[GOAL]: Output every line of the listing below as a numbered list, leaving out any blank lines.

-------- DATASET EXCERPTS --------

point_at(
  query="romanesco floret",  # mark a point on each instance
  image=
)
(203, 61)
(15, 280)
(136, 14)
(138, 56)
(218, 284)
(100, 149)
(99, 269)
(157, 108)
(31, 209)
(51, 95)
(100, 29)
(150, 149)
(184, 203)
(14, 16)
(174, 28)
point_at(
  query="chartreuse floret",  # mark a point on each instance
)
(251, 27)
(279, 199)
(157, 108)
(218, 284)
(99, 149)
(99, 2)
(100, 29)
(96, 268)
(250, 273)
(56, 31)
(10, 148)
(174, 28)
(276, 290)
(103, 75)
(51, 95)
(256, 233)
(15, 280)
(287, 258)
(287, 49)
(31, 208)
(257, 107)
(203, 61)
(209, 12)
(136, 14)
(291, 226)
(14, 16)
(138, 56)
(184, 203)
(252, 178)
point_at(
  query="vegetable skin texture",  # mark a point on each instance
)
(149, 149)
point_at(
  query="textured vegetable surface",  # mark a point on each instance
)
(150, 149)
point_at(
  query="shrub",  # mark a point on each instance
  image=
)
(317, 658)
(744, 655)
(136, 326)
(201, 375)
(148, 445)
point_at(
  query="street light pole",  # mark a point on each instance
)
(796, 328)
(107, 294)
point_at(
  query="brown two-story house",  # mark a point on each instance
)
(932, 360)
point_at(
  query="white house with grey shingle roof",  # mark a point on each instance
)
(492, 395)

--------

[EXERCISE RESULT]:
1. point_at(
2.   query="romanesco floret",  # mark a point on each instance
3.   image=
4. )
5. (203, 61)
6. (15, 280)
7. (136, 14)
8. (138, 56)
9. (218, 284)
10. (100, 149)
11. (99, 269)
12. (157, 108)
13. (31, 209)
14. (51, 95)
15. (100, 29)
16. (150, 149)
17. (184, 203)
18. (14, 16)
19. (174, 28)
20. point_at(
21.   query="chartreuse floret",  # mark a point on each instance
22. )
23. (251, 27)
24. (279, 199)
25. (157, 108)
26. (218, 284)
27. (99, 149)
28. (99, 2)
29. (100, 29)
30. (96, 268)
31. (250, 273)
32. (56, 31)
33. (10, 148)
34. (174, 28)
35. (276, 290)
36. (103, 75)
37. (51, 95)
38. (256, 233)
39. (15, 280)
40. (287, 258)
41. (287, 49)
42. (31, 208)
43. (257, 107)
44. (203, 61)
45. (209, 12)
46. (136, 14)
47. (291, 226)
48. (14, 16)
49. (138, 56)
50. (184, 203)
51. (252, 178)
52. point_at(
53.   query="vegetable skin texture",  # mark a point on each instance
54. )
55. (149, 149)
56. point_at(
57.   query="textured vegetable surface",  # mark a point on each instance
58. )
59. (150, 149)
60. point_at(
61.   query="shrub",  # mark a point on each instance
62.   image=
63. )
64. (317, 658)
65. (744, 655)
66. (136, 326)
67. (201, 375)
68. (148, 445)
69. point_at(
70.   query="street light pole",  # mark a point on each instance
71. )
72. (796, 328)
73. (107, 294)
74. point_at(
75.   query="brown two-story house",  # mark a point on each instance
76. )
77. (932, 360)
78. point_at(
79.   query="white house with grey shingle roof",  # mark a point on each instance
80. )
81. (492, 395)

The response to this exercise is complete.